++++ DOCUMENT EXTRACT ++++
If you’re dead set on reducing your personal production of greenhouse gases, it may be better to move to San Diego than to the nearest urban core. According to economists Edward L. Glaeser (Harvard) and Matthew E. Kahn (UCLA), the cost of average household CO2 emissions in the US – from driving, public transit, home heading, and household electricity usage – range from a low of $1148 per year in San Diego up to $2015 in Memphis. That’s an $867 difference, whereas in New York City the difference between a suburban and an in-town household is only $289. (The suburb-city difference is smaller everywhere else.)

Every discipline has its own “gray literature” — papers that circulate without benefit of formal publication, these days usually on the internet. You can read and critique Glaeser and Kahn’s work at the National Bureau of Economic Research as working paper #14238. The abstract is here – for more you have to pay or be part of an institution (such as Notre Dame) that subscribes.
++++ EXTRACTED INFORMATION ++++
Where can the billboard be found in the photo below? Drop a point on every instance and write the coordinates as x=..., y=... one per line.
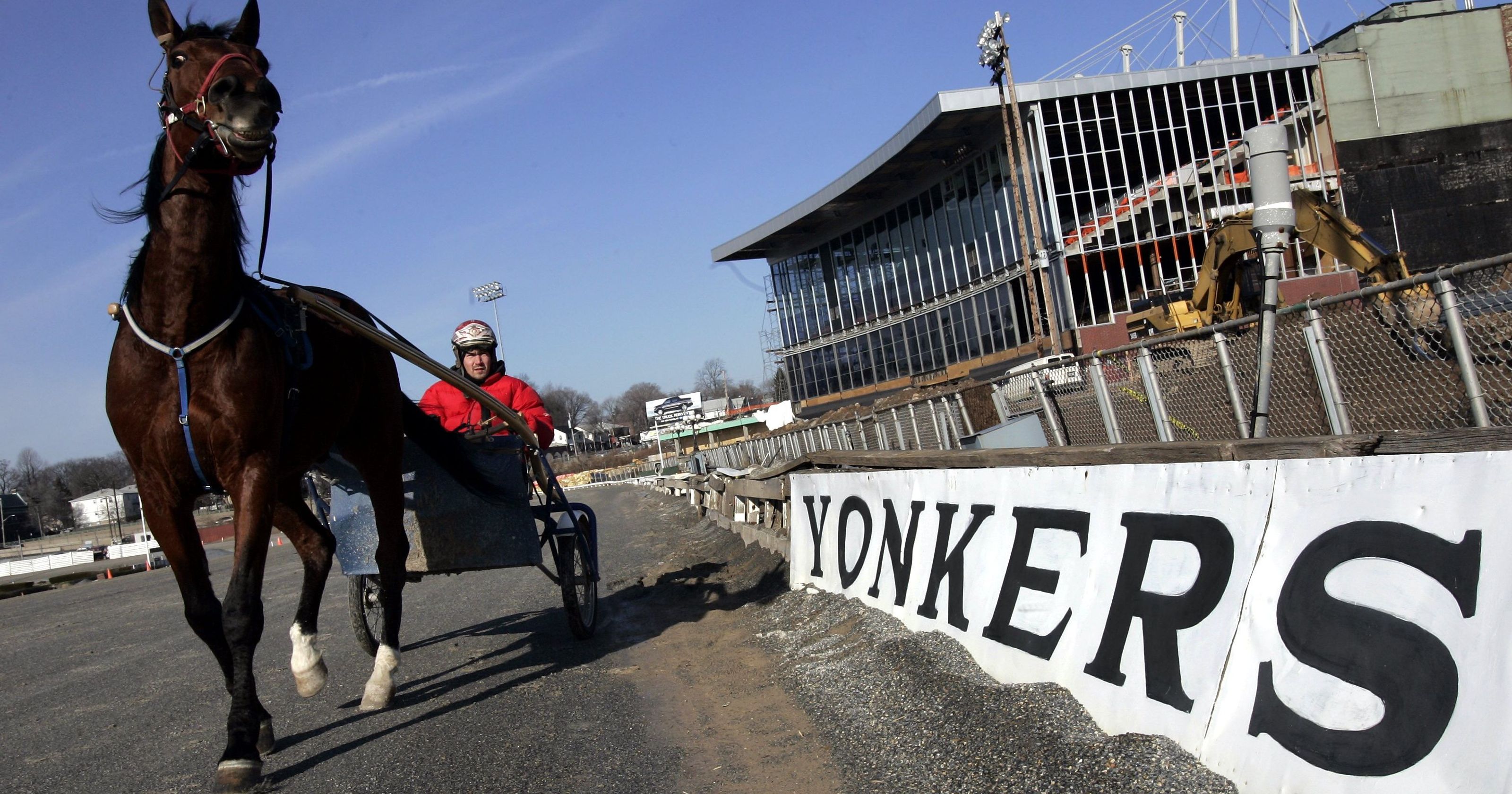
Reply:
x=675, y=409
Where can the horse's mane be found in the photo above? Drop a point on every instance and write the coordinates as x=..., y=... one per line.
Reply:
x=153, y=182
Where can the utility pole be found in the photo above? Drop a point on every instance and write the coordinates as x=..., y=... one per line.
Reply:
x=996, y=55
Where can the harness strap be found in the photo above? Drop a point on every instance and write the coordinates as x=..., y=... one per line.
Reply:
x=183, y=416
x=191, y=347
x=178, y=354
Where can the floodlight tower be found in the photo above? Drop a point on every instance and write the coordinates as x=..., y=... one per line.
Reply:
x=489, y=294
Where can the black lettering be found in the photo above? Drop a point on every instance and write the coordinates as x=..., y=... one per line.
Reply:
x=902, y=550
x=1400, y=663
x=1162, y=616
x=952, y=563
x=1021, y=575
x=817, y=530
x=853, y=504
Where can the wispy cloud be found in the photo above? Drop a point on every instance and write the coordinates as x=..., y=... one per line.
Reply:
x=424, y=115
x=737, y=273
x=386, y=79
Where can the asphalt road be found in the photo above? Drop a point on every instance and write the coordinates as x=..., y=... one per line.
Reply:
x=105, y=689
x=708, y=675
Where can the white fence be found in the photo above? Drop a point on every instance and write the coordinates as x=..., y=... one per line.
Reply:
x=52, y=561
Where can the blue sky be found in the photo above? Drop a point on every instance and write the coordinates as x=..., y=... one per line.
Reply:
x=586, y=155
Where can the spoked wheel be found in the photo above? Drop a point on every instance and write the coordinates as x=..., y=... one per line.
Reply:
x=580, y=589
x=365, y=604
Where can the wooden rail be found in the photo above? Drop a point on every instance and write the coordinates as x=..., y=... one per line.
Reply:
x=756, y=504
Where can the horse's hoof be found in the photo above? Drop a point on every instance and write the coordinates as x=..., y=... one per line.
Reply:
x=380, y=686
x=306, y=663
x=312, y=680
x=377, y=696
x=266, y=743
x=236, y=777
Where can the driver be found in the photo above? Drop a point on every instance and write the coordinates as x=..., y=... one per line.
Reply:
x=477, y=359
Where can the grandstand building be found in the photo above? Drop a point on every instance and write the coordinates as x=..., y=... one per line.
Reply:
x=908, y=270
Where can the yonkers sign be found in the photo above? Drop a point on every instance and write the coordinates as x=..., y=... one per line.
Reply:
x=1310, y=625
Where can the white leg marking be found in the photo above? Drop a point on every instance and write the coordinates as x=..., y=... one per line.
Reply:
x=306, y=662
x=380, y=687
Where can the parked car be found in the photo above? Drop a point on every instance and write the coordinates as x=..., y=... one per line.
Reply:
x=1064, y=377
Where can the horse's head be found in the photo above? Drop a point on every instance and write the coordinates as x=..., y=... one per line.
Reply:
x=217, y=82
++++
● **OBJECTIVES**
**1)** Please repeat the part of the emissions passage above starting with "If you’re dead" and going on through "smaller everywhere else.)".
**2)** List every city the emissions passage names.

● **THE ANSWERS**
**1)**
If you’re dead set on reducing your personal production of greenhouse gases, it may be better to move to San Diego than to the nearest urban core. According to economists Edward L. Glaeser (Harvard) and Matthew E. Kahn (UCLA), the cost of average household CO2 emissions in the US – from driving, public transit, home heading, and household electricity usage – range from a low of $1148 per year in San Diego up to $2015 in Memphis. That’s an $867 difference, whereas in New York City the difference between a suburban and an in-town household is only $289. (The suburb-city difference is smaller everywhere else.)

**2)** San Diego, Memphis, New York City